[Text-to-region grounding data]
==================================================
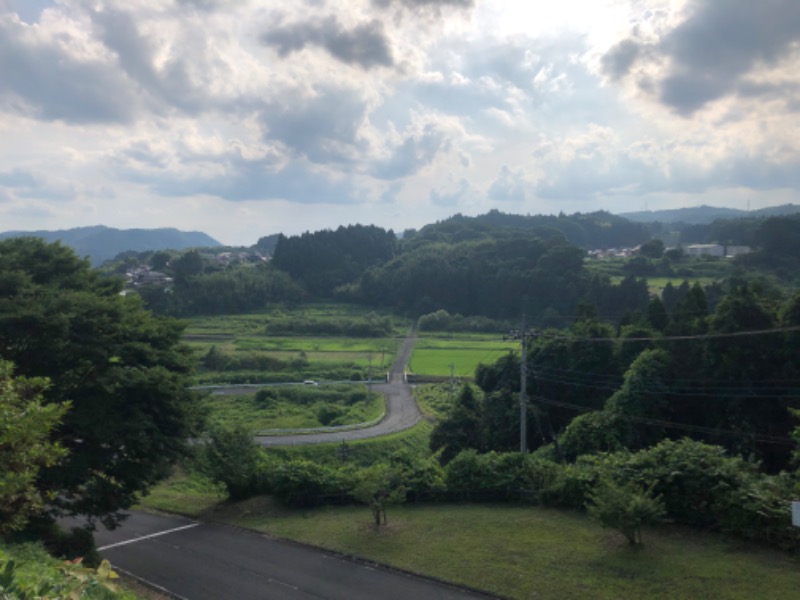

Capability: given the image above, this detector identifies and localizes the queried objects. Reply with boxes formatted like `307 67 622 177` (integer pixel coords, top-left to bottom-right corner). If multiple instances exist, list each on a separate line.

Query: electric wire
531 395 795 447
537 324 800 343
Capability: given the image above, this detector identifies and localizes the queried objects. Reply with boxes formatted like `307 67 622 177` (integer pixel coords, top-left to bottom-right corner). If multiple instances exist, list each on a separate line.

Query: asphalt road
91 511 494 600
254 336 422 446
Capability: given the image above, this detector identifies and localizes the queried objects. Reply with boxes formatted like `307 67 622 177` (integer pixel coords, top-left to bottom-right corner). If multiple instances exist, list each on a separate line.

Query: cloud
603 0 800 115
373 0 473 7
430 177 471 207
488 165 529 202
258 85 371 164
261 17 394 70
0 15 139 123
0 167 77 201
87 6 214 114
154 156 357 205
371 122 450 179
601 39 641 82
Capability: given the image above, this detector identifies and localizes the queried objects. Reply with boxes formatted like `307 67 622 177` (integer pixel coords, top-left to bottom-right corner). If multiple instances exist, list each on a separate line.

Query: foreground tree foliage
0 238 203 526
0 361 68 536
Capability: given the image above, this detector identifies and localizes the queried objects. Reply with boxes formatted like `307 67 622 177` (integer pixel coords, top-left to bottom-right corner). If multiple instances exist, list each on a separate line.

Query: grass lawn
232 503 800 600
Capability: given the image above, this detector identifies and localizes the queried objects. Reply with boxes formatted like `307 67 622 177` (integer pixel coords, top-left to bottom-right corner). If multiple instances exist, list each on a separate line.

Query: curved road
254 336 422 446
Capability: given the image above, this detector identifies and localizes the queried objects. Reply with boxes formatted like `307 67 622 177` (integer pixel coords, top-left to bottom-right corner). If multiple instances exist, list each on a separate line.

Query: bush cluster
201 432 800 549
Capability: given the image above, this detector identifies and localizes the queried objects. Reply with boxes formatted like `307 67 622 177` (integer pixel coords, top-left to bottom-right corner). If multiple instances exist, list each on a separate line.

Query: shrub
586 477 665 545
267 460 349 507
200 425 265 500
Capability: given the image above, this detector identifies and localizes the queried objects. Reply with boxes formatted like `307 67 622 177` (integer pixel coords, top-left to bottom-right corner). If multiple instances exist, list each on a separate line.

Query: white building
685 244 725 257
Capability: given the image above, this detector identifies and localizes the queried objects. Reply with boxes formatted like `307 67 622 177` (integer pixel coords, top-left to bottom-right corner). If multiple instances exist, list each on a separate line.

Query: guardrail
254 410 387 437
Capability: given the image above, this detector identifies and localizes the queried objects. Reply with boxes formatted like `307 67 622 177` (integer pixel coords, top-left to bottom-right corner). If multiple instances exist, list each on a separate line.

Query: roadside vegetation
202 385 384 431
0 542 135 599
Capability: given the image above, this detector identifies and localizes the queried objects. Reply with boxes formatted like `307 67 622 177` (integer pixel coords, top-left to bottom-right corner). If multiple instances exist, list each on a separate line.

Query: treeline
124 211 800 320
138 264 305 316
431 281 800 472
340 234 650 323
271 224 398 297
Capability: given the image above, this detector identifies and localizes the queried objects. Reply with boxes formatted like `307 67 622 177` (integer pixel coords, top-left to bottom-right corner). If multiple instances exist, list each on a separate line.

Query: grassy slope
139 409 800 600
235 504 800 600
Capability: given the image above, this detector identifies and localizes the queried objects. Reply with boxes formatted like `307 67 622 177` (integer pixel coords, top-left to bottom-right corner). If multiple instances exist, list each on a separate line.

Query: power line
532 371 800 399
532 395 795 447
530 363 800 387
537 324 800 343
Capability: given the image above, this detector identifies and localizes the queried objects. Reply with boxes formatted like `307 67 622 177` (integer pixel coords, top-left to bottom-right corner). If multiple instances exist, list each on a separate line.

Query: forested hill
620 203 800 224
404 210 650 250
0 225 220 265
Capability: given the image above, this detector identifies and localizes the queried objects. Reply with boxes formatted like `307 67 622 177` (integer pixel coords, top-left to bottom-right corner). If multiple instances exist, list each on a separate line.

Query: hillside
0 225 221 265
619 203 800 224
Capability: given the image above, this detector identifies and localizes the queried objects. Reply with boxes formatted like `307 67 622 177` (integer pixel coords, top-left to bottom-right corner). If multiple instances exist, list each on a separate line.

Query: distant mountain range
0 225 221 265
619 204 800 224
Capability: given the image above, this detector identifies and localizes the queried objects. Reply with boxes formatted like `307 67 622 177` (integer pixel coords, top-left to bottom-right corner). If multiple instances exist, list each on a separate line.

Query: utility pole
449 363 456 397
520 319 528 453
506 316 538 454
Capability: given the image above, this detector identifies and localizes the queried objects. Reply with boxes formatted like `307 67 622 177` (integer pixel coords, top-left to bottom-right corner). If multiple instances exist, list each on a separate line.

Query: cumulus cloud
261 17 394 70
603 0 800 115
488 165 529 202
373 0 473 7
258 85 372 164
430 177 471 206
372 122 450 179
0 168 76 201
0 15 139 123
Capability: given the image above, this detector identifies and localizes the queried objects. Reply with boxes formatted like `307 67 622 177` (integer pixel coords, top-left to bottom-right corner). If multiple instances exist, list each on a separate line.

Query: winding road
253 336 422 446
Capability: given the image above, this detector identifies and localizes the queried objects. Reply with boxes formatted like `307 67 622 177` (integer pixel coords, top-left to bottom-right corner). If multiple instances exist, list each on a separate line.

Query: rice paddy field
409 334 517 379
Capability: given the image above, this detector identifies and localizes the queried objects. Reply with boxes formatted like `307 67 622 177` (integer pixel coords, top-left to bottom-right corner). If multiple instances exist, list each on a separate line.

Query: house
685 244 725 257
725 246 751 257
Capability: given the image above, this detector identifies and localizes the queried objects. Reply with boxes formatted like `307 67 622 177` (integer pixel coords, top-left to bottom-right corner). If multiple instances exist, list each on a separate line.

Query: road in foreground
93 511 493 600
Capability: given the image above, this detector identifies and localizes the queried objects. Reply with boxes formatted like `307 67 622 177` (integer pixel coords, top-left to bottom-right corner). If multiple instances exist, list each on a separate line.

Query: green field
409 336 517 378
185 307 405 384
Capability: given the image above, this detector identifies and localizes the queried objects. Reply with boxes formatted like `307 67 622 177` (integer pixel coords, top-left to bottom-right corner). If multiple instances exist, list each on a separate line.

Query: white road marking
98 523 200 551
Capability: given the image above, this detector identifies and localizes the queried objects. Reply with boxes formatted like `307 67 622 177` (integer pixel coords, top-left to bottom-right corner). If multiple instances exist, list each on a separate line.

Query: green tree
0 238 203 525
430 384 483 464
639 238 665 259
586 477 665 545
170 249 204 284
201 425 264 500
148 250 172 272
351 463 407 526
0 361 69 536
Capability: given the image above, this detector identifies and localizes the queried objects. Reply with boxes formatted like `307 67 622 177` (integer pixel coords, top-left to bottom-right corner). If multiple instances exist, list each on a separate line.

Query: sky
1 0 800 246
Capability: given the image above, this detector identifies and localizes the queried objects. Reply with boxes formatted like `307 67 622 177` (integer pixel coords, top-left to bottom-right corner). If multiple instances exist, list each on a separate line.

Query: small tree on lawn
351 464 406 527
586 477 665 545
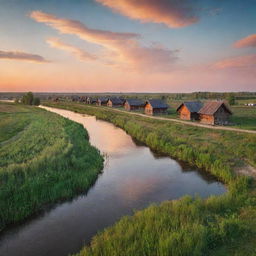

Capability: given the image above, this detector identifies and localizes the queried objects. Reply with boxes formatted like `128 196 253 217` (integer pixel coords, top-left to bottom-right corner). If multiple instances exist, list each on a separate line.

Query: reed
0 103 104 231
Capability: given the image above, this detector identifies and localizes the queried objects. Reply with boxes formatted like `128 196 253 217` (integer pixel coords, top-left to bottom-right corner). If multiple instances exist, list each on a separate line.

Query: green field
230 106 256 130
43 101 256 256
0 102 103 231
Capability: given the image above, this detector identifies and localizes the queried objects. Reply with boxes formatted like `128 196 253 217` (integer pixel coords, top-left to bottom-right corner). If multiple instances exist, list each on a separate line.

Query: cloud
0 50 49 63
46 38 97 61
234 34 256 48
30 11 139 46
213 54 256 69
95 0 198 28
30 11 178 72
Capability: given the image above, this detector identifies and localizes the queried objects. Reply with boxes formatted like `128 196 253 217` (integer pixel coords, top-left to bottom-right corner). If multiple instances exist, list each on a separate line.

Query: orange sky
0 0 255 92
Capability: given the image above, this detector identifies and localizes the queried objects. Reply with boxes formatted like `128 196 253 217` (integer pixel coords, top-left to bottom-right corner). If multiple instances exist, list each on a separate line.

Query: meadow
0 102 103 231
43 101 256 256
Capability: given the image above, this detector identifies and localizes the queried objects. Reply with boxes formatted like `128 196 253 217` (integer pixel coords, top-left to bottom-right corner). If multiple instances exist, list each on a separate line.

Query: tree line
15 92 41 105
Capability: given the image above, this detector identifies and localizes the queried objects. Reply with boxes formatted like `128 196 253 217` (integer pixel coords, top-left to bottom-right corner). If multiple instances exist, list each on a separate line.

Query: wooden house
176 101 203 120
86 97 97 104
71 95 80 102
198 101 232 125
107 97 123 107
79 96 87 103
124 99 144 111
97 97 108 106
144 99 169 115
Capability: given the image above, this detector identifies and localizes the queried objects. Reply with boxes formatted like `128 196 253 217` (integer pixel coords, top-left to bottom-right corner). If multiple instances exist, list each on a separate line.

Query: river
0 106 226 256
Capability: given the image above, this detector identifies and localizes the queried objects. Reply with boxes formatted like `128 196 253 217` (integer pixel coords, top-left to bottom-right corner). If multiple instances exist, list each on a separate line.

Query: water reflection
0 106 226 256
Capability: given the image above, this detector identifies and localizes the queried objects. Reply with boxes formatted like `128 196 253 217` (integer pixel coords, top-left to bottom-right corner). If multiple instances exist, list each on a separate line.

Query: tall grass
0 103 103 231
42 102 256 256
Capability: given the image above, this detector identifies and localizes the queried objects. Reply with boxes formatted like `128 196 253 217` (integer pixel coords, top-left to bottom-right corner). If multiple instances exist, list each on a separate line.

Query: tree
33 97 40 106
26 92 34 105
21 92 40 105
227 95 235 105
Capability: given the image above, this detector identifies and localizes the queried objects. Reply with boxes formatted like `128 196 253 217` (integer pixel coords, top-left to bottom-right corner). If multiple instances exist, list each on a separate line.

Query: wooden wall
124 102 131 111
199 114 215 125
214 106 231 125
107 101 113 107
145 103 153 115
145 104 167 115
178 105 191 120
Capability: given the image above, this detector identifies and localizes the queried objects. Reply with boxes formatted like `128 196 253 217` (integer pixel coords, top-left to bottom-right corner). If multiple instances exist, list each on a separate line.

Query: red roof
198 101 232 115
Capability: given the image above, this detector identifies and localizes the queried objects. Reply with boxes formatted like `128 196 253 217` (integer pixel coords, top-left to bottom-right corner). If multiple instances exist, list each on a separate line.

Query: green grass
0 102 104 231
42 101 256 256
230 106 256 130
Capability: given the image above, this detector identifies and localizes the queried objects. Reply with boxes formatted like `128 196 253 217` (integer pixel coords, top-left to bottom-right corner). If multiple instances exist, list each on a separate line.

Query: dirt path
235 165 256 179
88 105 256 135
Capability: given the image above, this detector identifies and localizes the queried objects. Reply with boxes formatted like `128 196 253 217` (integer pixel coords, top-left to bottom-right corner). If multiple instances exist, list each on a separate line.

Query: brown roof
198 101 232 115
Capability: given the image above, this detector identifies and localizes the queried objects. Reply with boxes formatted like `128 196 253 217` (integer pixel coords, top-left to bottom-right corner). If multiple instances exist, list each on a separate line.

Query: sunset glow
0 0 255 92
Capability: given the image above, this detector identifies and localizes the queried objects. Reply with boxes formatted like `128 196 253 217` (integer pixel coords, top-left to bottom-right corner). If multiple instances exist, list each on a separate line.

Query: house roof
146 99 169 109
198 101 232 115
108 97 123 105
98 97 109 103
177 101 203 113
125 99 144 106
87 97 97 102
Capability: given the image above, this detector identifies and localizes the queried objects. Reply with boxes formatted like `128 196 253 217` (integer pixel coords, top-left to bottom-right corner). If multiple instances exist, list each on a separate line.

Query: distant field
230 106 256 130
0 102 103 231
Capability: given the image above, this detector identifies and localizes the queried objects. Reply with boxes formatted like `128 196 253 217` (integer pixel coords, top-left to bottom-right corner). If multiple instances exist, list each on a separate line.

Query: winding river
0 106 226 256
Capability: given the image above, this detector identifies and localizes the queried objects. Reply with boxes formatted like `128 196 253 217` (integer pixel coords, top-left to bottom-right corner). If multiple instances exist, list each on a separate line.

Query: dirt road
91 105 256 135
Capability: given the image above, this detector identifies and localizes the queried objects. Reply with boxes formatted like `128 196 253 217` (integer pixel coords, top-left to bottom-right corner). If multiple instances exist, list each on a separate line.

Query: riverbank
0 102 104 231
43 101 256 255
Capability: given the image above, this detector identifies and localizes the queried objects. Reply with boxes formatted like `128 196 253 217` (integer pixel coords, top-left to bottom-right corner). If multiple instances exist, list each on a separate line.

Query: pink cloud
46 38 97 61
30 11 178 72
0 50 49 63
30 11 139 45
95 0 198 28
213 54 256 69
234 34 256 48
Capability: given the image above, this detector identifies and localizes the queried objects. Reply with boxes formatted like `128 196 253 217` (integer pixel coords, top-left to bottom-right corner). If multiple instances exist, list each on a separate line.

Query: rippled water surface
0 106 226 256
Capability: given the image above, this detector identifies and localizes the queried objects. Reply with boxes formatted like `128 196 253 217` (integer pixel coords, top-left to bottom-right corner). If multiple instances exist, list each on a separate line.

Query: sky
0 0 256 92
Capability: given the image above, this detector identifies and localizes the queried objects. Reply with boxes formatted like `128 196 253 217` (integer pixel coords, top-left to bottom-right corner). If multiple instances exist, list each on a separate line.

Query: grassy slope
43 102 256 256
0 103 103 231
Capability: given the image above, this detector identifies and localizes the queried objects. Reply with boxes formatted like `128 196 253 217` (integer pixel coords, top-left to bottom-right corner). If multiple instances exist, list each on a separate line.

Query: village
52 96 233 126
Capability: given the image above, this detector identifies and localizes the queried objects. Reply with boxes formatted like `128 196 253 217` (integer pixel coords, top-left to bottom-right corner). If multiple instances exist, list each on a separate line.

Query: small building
52 97 59 102
176 101 203 120
71 95 80 102
107 97 123 107
124 99 144 111
119 97 126 104
79 96 87 103
198 101 232 125
86 97 97 104
144 99 169 115
96 97 109 106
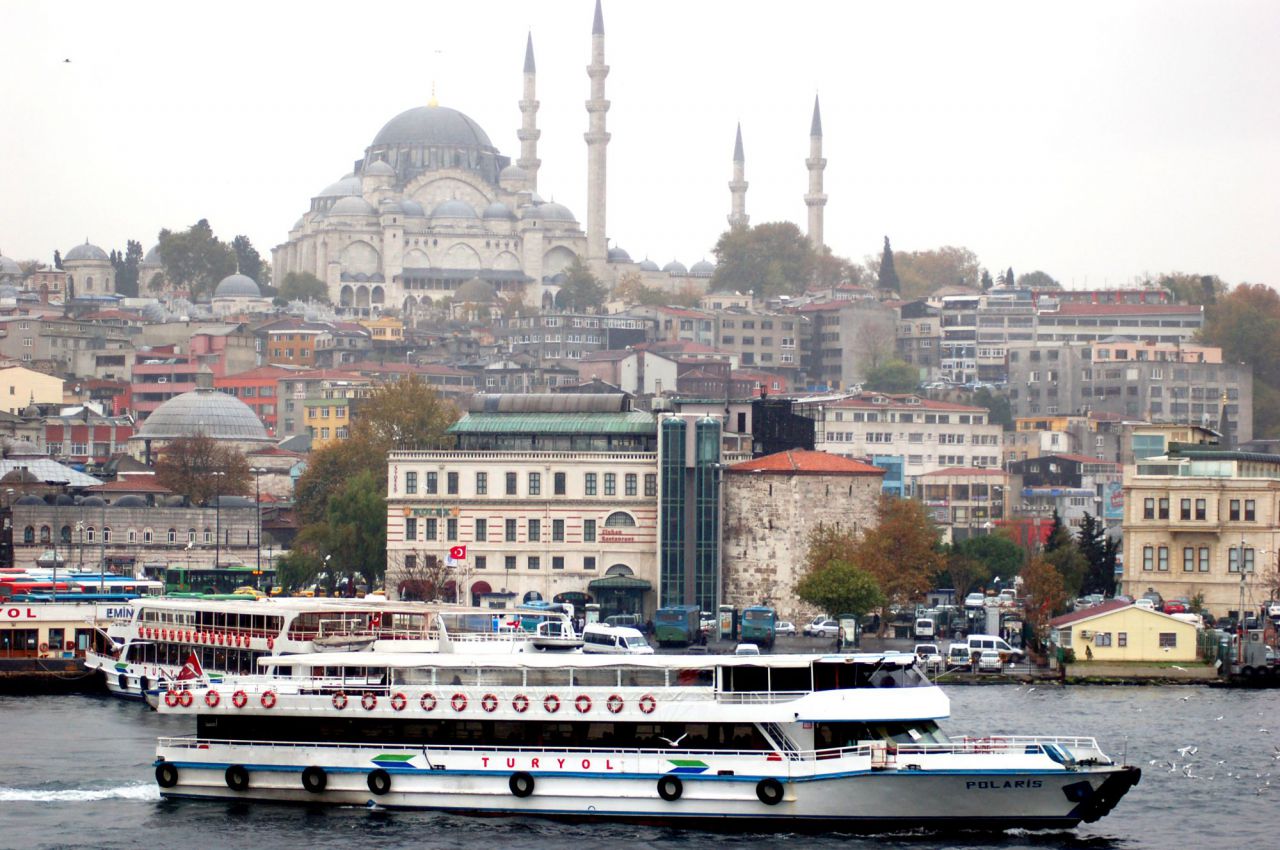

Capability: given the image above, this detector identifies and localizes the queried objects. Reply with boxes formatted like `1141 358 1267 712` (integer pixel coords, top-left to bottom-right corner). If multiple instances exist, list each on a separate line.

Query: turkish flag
449 545 467 561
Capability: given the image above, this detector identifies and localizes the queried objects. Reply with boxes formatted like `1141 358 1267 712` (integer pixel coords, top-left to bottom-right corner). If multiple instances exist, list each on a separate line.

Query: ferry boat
152 650 1140 831
87 597 578 700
==================================================
**Work required**
Repeat exactly the lines in the entries from the one containing "Query: small building" to the final line, inclusive, and nothing beyond them; skip pictures.

**Answer to the problem**
Query: small building
52 97 59 102
176 101 203 120
71 95 80 102
107 97 123 107
124 99 144 111
119 97 126 104
79 96 87 103
198 101 232 125
86 97 97 104
144 99 169 115
96 97 109 106

Capability: given the image above, this detector identifies and localizes the queried objects. Reply with boxes formatted like `1141 358 1267 712` (integer pixel coords, top-left to bottom-right corner). If multiple instances exist, list each on a separate line.

Query: turkish flag
449 545 467 561
Capability: given the image above, this detector identifies and localizes the queried objects. Reply with boxes formatted like `1141 358 1267 712` (integer pixel coords, top-left to bottom-right corner). If multiple instances exist, list each on a separate line.

Query: ferry boat
152 650 1140 831
87 597 578 700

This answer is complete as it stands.